Natural language region descriptions:
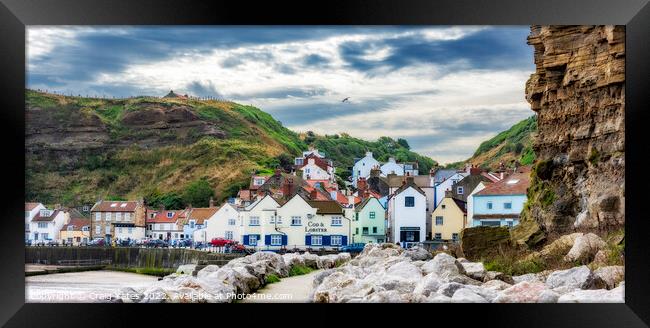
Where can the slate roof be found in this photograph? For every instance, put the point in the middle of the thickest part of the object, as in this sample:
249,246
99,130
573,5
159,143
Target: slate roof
326,206
515,184
120,206
31,206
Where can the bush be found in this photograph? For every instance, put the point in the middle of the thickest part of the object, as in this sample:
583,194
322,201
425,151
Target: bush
298,270
272,278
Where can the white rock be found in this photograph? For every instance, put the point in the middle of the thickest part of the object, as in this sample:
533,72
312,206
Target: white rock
465,295
585,247
524,292
577,277
616,295
207,270
610,275
428,285
474,270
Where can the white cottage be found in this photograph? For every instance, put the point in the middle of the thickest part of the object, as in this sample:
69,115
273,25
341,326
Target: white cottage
407,214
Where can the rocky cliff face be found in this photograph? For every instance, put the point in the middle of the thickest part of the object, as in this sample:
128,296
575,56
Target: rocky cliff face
578,93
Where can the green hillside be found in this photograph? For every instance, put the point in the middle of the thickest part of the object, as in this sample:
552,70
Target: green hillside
78,150
507,146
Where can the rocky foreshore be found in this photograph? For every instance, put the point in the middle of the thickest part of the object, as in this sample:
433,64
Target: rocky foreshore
239,277
388,273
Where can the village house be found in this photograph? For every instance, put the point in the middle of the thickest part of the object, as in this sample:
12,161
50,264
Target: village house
196,219
500,203
117,220
449,219
77,230
470,202
166,224
31,210
407,214
223,223
46,225
369,222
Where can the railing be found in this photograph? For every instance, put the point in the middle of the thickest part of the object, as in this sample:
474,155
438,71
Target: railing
90,262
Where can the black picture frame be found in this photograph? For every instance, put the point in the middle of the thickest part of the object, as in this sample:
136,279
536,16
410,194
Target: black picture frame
635,14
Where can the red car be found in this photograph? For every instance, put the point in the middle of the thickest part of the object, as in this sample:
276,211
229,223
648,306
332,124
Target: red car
221,242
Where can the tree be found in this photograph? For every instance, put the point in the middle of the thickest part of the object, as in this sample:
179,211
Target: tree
403,143
198,193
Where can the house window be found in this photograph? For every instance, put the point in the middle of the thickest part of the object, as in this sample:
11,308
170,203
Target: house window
296,220
439,220
254,220
276,240
316,240
336,221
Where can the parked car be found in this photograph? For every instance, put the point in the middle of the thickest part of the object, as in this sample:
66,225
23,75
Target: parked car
97,242
156,243
221,242
353,248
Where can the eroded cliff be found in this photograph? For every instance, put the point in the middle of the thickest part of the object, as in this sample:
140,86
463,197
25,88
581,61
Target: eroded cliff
578,93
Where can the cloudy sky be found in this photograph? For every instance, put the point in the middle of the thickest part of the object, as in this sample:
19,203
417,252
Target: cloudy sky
443,88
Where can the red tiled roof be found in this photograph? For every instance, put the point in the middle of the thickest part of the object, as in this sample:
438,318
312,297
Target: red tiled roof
76,223
31,206
514,184
38,216
161,216
115,206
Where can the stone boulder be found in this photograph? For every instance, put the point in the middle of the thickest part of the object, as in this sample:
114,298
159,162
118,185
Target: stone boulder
186,269
207,270
585,248
479,242
578,277
465,295
526,292
474,270
610,275
417,254
616,295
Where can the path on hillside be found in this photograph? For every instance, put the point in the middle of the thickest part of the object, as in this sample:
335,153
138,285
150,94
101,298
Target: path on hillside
294,289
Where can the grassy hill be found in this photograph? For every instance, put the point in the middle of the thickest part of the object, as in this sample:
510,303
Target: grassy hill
78,150
507,146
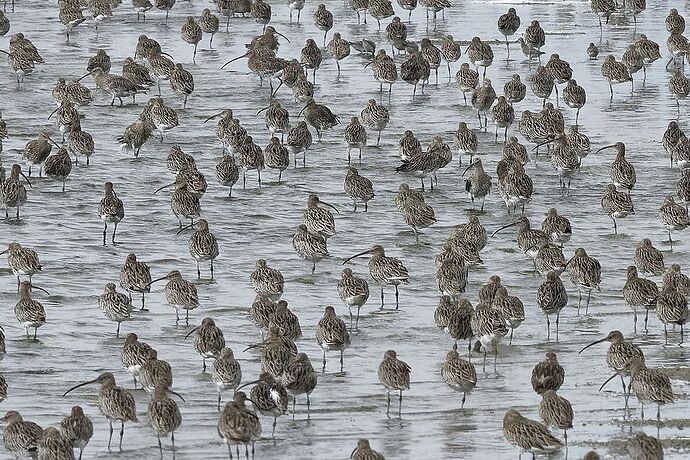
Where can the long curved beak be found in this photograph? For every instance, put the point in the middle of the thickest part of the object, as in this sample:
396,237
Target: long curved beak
27,179
191,332
593,343
543,143
186,227
606,147
163,187
278,33
50,139
368,251
608,380
156,280
330,206
247,384
33,286
176,394
212,117
234,59
512,224
78,386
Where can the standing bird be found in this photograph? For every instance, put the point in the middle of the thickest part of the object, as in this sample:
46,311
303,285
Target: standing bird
673,216
529,435
22,261
135,277
309,246
29,312
585,273
269,397
616,72
267,281
556,411
617,205
480,54
384,270
547,374
180,294
203,246
394,375
323,20
331,334
353,291
355,137
644,447
359,188
363,451
239,424
77,428
209,24
619,356
508,24
459,374
208,340
21,437
116,306
575,97
640,293
648,259
551,299
114,402
164,416
227,372
478,183
111,210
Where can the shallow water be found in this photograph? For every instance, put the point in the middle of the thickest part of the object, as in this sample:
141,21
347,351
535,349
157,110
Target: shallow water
77,343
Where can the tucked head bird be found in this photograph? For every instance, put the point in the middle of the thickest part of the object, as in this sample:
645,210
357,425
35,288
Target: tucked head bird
384,270
114,402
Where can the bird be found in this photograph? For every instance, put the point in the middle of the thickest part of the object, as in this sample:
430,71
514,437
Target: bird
528,435
208,340
227,372
203,246
459,374
116,306
77,428
180,294
394,375
331,334
384,270
21,437
163,415
114,402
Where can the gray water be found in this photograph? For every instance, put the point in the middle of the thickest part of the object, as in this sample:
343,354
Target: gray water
78,343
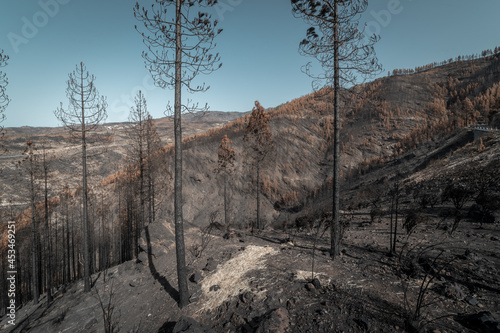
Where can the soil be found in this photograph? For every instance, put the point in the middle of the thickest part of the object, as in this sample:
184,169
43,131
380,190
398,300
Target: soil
362,290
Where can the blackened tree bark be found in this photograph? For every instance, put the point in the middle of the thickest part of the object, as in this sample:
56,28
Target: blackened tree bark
259,143
86,110
4,99
48,249
225,166
179,45
343,51
32,167
138,117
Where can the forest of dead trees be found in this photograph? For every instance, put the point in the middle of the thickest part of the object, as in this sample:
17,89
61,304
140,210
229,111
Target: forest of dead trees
50,231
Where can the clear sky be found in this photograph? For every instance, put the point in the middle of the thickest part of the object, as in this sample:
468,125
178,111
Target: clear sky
45,39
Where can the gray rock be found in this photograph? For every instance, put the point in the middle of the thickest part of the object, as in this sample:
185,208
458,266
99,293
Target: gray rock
189,325
471,300
277,321
483,322
211,265
89,323
316,283
195,277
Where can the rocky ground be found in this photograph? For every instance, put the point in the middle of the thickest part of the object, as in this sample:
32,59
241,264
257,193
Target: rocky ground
263,283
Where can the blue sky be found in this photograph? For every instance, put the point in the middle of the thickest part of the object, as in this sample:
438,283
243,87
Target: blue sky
258,49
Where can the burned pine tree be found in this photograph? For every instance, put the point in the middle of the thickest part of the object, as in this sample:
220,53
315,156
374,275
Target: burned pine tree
341,47
85,111
31,167
259,142
137,153
225,166
179,37
4,99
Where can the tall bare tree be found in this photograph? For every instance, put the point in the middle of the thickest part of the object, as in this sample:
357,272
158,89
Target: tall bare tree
31,166
48,260
85,111
154,162
259,143
341,47
138,118
225,166
4,99
179,46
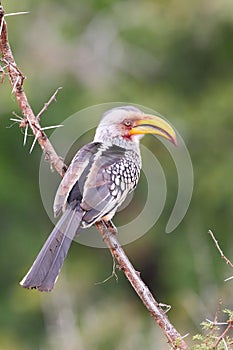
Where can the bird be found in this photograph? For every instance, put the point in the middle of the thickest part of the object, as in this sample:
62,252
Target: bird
97,181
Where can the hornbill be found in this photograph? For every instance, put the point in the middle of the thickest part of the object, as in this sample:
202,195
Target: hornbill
98,180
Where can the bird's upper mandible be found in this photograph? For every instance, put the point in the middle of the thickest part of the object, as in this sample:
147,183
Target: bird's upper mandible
104,171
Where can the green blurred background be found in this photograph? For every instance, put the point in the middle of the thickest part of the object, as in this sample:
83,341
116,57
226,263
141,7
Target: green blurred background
175,57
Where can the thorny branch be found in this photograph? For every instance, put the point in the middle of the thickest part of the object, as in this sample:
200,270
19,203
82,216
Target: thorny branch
227,261
30,120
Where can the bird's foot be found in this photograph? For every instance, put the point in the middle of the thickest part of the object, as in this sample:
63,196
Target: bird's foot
111,227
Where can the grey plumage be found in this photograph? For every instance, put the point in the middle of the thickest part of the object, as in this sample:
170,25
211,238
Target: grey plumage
85,195
96,183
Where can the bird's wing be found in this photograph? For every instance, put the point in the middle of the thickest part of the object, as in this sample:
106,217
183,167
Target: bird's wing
111,177
98,180
80,164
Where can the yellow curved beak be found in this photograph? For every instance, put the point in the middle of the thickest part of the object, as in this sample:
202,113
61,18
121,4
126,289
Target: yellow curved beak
151,124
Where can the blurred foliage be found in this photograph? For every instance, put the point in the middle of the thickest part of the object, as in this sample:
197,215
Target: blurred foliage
172,56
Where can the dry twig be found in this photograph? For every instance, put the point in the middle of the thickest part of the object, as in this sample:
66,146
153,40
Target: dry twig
228,262
29,119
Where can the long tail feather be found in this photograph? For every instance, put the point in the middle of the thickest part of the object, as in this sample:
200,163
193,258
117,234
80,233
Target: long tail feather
45,269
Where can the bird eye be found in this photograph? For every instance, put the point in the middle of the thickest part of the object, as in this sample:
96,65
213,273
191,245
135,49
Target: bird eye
128,123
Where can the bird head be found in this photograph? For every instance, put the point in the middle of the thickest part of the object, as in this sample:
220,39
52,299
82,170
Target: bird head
128,123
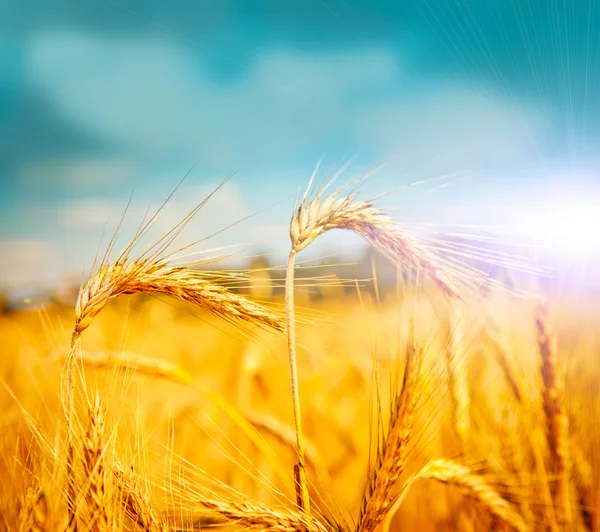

EXERCISE AIM:
In the copy, leave out all pictures, and retype exactly each line from the one with "Where can the bird head" through the last line of the entries.

ANSWER SECTION:
Where can the bird head be found in this photograph? For every instance, put the point in the middle of the thickest part of the object, as in this sample:
220,39
52,299
82,170
Target: bird head
128,123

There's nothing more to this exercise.